Exact copies of all the records are the expected output.

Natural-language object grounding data
[Start of section]

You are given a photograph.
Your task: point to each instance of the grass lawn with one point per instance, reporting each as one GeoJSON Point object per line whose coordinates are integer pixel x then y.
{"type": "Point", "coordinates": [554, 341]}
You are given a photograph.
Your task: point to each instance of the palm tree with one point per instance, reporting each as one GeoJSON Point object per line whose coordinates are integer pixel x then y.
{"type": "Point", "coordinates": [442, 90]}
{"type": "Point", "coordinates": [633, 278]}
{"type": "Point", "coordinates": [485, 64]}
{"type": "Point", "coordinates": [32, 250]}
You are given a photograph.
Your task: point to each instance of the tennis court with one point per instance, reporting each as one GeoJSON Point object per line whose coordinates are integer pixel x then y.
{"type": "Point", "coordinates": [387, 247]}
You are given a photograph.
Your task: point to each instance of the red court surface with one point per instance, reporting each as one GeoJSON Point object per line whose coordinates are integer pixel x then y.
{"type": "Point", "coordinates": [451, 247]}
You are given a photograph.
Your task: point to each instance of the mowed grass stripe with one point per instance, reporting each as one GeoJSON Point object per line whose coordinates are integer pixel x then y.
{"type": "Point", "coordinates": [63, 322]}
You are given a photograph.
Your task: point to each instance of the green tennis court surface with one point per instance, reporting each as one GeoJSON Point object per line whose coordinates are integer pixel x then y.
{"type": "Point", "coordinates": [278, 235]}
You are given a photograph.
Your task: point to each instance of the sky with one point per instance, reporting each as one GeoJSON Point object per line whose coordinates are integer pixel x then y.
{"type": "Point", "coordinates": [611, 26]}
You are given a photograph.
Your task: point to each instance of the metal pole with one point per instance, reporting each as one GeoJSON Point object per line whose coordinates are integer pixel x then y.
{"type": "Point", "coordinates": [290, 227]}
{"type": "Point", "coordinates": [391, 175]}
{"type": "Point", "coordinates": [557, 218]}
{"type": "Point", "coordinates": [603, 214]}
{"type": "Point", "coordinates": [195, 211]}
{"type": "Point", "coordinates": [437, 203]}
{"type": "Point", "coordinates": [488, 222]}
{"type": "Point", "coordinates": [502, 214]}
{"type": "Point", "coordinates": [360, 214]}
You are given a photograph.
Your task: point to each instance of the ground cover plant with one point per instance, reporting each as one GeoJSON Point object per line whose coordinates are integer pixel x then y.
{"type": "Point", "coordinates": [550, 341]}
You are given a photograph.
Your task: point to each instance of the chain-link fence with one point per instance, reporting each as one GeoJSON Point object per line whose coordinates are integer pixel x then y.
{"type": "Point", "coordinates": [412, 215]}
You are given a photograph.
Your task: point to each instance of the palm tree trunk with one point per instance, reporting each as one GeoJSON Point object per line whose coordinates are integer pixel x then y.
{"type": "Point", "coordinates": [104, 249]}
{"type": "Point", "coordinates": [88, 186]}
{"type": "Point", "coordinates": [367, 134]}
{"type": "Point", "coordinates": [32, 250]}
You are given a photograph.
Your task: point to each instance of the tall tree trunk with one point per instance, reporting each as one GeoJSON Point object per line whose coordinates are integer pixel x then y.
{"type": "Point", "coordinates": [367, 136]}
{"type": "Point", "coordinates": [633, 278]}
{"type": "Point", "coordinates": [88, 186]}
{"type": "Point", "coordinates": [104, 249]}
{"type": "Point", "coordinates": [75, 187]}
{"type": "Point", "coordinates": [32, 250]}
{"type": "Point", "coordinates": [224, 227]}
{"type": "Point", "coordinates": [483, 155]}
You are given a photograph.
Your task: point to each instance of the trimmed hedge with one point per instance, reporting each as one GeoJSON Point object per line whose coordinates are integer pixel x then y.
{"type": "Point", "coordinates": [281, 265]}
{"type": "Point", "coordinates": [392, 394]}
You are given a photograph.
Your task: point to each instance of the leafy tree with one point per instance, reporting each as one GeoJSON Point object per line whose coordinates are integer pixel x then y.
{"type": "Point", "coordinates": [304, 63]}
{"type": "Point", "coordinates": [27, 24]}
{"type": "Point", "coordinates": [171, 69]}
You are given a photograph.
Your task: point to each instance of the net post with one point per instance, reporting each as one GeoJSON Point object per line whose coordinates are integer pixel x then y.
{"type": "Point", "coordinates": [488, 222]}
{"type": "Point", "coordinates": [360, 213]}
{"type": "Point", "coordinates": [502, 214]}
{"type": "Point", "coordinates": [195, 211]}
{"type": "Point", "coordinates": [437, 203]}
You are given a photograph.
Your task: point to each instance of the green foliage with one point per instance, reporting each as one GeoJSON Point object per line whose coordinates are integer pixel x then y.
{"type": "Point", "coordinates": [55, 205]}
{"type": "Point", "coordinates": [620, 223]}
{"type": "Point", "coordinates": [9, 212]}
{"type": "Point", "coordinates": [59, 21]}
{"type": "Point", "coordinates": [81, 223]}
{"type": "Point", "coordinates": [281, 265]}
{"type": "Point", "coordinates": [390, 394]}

[End of section]

**Worked solution**
You are given a photograph.
Your task: point to each instance of the grass lawn with one point per instance, reporting each as one GeoJSON Point object per line whose coordinates are integer pixel x then y.
{"type": "Point", "coordinates": [554, 341]}
You are given a photograph.
Your task: point to each instance of the palm tree with one point per instance, reporting each as one GeoJSON Point object per line whose coordinates are integer pixel x then y.
{"type": "Point", "coordinates": [442, 90]}
{"type": "Point", "coordinates": [633, 278]}
{"type": "Point", "coordinates": [485, 64]}
{"type": "Point", "coordinates": [32, 250]}
You are given a photograph.
Your task: point to each instance of the tennis court with one point per instance, reporting each as one GeoJSON Point object per line whose coordinates are integer pixel x then y.
{"type": "Point", "coordinates": [387, 247]}
You are given a photograph.
Your task: point to each instance of the red court surface with one point per instance, reporting each as one GeoJSON Point object per line whose coordinates are integer pixel x then y.
{"type": "Point", "coordinates": [451, 247]}
You are given a photograph.
Your task: point to each instance of the mowed grass stripe with one point per instance, reporting each as one GeoJSON Point object per line whose coordinates are integer pixel x then y.
{"type": "Point", "coordinates": [63, 322]}
You are given a photograph.
Your task: point to each instance of the green tennis court surface with one point per instance, reporting each as one GeoJSON Point object per line whose coordinates are integer pixel x then y.
{"type": "Point", "coordinates": [278, 235]}
You are given a photograph.
Your task: point to each instance of the sky with one point per instance, reporting each as one GeoJSON Point object per line whose coordinates are integer pixel x then y.
{"type": "Point", "coordinates": [611, 26]}
You are given a photograph.
Your task: point to each instance of the metal pole with one point per instance, reporting each as one GeoJSON Point object per line whose coordinates are integer pixel x then y.
{"type": "Point", "coordinates": [290, 227]}
{"type": "Point", "coordinates": [391, 175]}
{"type": "Point", "coordinates": [557, 218]}
{"type": "Point", "coordinates": [603, 214]}
{"type": "Point", "coordinates": [195, 211]}
{"type": "Point", "coordinates": [437, 203]}
{"type": "Point", "coordinates": [488, 222]}
{"type": "Point", "coordinates": [502, 214]}
{"type": "Point", "coordinates": [360, 214]}
You are given a photograph.
Your task: point to each instance of the ground cover plant with one point per instance, reporting each as one GeoJSON Point object per line whose coordinates are integer pixel x then y.
{"type": "Point", "coordinates": [550, 341]}
You are given a photograph.
Your task: point to each instance of the chain-link fence with one point per instance, reporting each as one GeoJSON Point object per line whose coordinates are integer pixel x then y.
{"type": "Point", "coordinates": [412, 215]}
You are given a photograph.
Your task: point to each instance of the palm tree trunk with one point per instance, reporting each as one GeoJSON Point object per line whose coordinates are integer pixel x then y.
{"type": "Point", "coordinates": [104, 249]}
{"type": "Point", "coordinates": [88, 186]}
{"type": "Point", "coordinates": [367, 134]}
{"type": "Point", "coordinates": [32, 250]}
You are given a photograph.
Your task: point to each instance of the tall tree trunk with one point per instance, reporting each as one GeoJSON Point object per line whose coordinates are integer pixel x then y.
{"type": "Point", "coordinates": [367, 136]}
{"type": "Point", "coordinates": [633, 278]}
{"type": "Point", "coordinates": [88, 186]}
{"type": "Point", "coordinates": [104, 249]}
{"type": "Point", "coordinates": [75, 187]}
{"type": "Point", "coordinates": [32, 250]}
{"type": "Point", "coordinates": [224, 227]}
{"type": "Point", "coordinates": [483, 155]}
You are given a photograph.
Your task: point to each instance of the trimmed hedge with one point per instance, reporting each as one GeoJSON Point object per line whose coordinates are integer pixel x then y.
{"type": "Point", "coordinates": [281, 265]}
{"type": "Point", "coordinates": [392, 394]}
You are given a photograph.
Your task: point to each instance of the leafy tree with one point per instance, reporting each as one GeoJSON Point object per line whose coordinates are integer pixel x then y.
{"type": "Point", "coordinates": [304, 63]}
{"type": "Point", "coordinates": [27, 24]}
{"type": "Point", "coordinates": [171, 69]}
You are given a photograph.
Your task: point to each instance of the net post with one point per instance, reporting each as one GeoJSON Point object per line whose coordinates are integer pixel x then y.
{"type": "Point", "coordinates": [488, 222]}
{"type": "Point", "coordinates": [360, 213]}
{"type": "Point", "coordinates": [502, 214]}
{"type": "Point", "coordinates": [195, 211]}
{"type": "Point", "coordinates": [437, 203]}
You are given a photograph.
Your task: point to each instance of the green foliage with one point per instance, reporting each as one GeoJSON Point object per line whose coordinates are integer pixel x then y.
{"type": "Point", "coordinates": [55, 205]}
{"type": "Point", "coordinates": [620, 223]}
{"type": "Point", "coordinates": [9, 212]}
{"type": "Point", "coordinates": [59, 21]}
{"type": "Point", "coordinates": [81, 223]}
{"type": "Point", "coordinates": [281, 265]}
{"type": "Point", "coordinates": [390, 394]}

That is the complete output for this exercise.